# Start of Dataset
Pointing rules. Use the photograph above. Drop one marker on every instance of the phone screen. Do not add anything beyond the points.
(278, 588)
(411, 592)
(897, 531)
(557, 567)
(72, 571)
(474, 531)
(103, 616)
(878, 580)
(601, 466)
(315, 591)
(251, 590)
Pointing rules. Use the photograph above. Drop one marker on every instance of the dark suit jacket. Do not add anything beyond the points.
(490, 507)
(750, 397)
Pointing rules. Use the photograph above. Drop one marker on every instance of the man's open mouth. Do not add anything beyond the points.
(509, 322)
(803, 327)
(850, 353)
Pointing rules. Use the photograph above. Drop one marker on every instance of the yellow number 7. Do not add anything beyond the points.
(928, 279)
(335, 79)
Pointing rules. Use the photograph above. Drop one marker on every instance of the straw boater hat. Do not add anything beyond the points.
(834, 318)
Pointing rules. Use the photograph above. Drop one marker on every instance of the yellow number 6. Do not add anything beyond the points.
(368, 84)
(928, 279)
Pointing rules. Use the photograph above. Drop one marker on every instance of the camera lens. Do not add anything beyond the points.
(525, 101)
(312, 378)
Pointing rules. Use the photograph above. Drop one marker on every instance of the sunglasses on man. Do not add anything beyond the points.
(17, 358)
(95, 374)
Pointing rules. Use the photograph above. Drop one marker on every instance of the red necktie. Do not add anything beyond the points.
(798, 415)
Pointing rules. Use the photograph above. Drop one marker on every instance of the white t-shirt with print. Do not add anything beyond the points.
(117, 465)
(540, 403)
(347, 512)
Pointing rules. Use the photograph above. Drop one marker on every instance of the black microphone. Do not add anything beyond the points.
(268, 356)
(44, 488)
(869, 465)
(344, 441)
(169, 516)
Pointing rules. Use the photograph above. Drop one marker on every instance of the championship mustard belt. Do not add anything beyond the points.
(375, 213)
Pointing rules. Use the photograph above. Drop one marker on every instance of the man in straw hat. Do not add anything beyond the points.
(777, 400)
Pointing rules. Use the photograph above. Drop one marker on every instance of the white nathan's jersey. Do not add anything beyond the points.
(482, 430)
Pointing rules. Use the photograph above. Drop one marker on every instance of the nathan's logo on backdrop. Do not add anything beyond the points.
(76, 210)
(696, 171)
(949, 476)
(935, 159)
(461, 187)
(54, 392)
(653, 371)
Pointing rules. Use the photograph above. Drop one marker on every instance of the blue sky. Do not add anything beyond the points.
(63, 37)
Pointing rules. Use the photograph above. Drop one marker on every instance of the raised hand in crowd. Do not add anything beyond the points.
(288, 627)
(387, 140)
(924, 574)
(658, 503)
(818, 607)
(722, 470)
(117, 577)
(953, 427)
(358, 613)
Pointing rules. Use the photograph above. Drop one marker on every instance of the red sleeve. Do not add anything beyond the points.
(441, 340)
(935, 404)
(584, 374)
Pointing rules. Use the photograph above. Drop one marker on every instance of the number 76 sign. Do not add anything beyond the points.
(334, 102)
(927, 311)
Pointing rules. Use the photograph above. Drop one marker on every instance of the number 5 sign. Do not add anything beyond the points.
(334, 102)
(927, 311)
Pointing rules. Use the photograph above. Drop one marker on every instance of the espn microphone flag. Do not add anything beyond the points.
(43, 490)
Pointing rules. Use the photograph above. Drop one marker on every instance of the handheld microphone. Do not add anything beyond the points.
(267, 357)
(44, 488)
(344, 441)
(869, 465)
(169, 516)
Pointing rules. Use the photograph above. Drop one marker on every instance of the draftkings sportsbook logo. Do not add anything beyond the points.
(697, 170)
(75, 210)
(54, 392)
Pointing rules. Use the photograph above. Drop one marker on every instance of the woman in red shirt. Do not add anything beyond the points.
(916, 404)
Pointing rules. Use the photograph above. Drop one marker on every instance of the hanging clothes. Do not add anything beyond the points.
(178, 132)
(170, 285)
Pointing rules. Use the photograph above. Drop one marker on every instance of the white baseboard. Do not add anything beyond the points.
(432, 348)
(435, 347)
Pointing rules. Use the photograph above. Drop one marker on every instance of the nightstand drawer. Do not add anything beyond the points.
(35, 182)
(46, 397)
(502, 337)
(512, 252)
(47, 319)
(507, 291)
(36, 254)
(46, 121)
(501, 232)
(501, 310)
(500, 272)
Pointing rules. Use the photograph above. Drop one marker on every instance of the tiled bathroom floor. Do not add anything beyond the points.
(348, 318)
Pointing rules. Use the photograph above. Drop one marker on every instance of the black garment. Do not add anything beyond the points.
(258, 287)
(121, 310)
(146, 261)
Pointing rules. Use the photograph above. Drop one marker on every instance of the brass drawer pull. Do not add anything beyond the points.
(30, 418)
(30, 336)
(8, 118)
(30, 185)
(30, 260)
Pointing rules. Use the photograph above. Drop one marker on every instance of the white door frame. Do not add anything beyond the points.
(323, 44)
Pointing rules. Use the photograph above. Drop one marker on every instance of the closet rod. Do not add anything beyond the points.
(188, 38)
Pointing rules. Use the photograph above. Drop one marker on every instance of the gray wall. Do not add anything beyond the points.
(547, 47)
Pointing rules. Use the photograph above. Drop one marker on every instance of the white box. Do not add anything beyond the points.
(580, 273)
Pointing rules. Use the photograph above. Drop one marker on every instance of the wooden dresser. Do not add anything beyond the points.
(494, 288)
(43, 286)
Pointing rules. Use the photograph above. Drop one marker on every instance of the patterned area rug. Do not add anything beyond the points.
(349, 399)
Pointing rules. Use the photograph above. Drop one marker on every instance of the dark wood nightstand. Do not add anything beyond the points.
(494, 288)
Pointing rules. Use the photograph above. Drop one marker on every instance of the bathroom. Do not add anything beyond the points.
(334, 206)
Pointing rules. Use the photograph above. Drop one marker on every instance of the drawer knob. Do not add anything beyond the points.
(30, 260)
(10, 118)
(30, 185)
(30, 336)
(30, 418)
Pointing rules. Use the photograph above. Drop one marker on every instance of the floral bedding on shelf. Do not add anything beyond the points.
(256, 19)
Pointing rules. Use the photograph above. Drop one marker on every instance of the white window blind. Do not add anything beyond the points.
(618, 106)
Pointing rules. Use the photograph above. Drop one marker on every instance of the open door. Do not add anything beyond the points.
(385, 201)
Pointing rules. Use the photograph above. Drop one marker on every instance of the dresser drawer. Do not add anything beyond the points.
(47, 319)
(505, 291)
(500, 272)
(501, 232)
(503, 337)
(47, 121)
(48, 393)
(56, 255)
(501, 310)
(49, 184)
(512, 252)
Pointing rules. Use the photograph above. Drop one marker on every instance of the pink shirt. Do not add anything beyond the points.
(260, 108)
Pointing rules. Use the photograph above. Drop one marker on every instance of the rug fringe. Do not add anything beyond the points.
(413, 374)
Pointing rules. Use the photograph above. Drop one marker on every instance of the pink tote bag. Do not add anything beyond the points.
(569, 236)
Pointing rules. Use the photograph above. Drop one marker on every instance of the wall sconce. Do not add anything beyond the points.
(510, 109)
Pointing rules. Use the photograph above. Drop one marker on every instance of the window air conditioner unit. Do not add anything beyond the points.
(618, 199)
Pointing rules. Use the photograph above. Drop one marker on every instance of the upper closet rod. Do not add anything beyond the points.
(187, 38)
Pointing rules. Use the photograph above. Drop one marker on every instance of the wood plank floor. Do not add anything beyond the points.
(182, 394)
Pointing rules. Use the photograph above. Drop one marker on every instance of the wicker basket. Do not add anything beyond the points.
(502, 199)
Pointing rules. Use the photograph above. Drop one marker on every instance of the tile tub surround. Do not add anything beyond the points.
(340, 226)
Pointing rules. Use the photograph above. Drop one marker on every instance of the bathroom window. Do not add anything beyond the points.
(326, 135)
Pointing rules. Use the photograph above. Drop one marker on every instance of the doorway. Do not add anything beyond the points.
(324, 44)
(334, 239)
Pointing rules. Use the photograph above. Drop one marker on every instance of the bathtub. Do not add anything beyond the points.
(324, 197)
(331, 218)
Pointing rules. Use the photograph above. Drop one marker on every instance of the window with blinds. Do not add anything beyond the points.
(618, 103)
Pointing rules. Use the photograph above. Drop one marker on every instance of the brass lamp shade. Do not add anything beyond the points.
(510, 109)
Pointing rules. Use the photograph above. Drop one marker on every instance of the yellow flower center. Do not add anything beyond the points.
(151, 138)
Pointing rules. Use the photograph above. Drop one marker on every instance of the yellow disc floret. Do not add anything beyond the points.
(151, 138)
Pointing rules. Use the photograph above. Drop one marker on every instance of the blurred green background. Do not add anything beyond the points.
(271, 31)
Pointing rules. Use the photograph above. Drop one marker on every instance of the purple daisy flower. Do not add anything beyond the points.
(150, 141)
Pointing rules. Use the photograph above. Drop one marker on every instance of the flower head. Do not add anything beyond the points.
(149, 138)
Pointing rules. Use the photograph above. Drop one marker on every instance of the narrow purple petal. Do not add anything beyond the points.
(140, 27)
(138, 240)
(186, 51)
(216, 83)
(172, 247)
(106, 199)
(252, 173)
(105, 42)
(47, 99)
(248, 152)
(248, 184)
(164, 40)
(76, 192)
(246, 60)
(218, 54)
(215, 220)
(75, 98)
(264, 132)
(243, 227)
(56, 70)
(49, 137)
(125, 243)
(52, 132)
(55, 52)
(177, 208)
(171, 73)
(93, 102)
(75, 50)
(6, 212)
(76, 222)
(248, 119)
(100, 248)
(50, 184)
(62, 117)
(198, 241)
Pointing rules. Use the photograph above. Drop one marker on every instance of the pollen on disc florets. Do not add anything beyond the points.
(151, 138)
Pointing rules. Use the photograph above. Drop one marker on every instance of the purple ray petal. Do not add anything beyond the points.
# End of Dataset
◆ Given problem
Pull out every line from the one with "floret. Do not add anything beyond the points." to the end of the listing, and output only those.

◆ The output
Pointing rules. Use the photograph above. Drop one marker on every instance of the yellow disc floret. Do not add anything beyond the points.
(151, 138)
Pointing rules. Use the photograph above. Drop one marker on every instance of the blurred green background. Do not add anything beyond the points.
(271, 31)
Pointing rules. Use the photograph above. Drop one marker on every instance of the purple daisy flower. Do not add anything beyond the points.
(150, 141)
Pointing rules. Use the photograph above. Drop one marker on every instance of the flower head. Do not add anything beyond the points.
(149, 138)
Pointing rules. Use the photograph above. Drop one marker on every instance of the narrow purple petal. Do not add anything beyond the points.
(140, 27)
(138, 240)
(186, 51)
(216, 83)
(172, 247)
(106, 199)
(252, 173)
(105, 42)
(47, 99)
(248, 152)
(248, 184)
(164, 40)
(76, 192)
(246, 60)
(218, 54)
(215, 220)
(75, 98)
(264, 132)
(243, 227)
(56, 70)
(49, 137)
(125, 243)
(52, 132)
(55, 52)
(177, 208)
(171, 73)
(93, 102)
(75, 50)
(6, 212)
(76, 222)
(248, 119)
(100, 248)
(50, 184)
(62, 117)
(198, 241)
Pointing rules. Use the photograph above. Drop one marker on every instance of the pollen on disc florets. Do not add anything beyond the points.
(151, 138)
Pointing rules. Use the photograph above. Drop one marker on every instance of the purple ray petal. Do not add anything beyond the points.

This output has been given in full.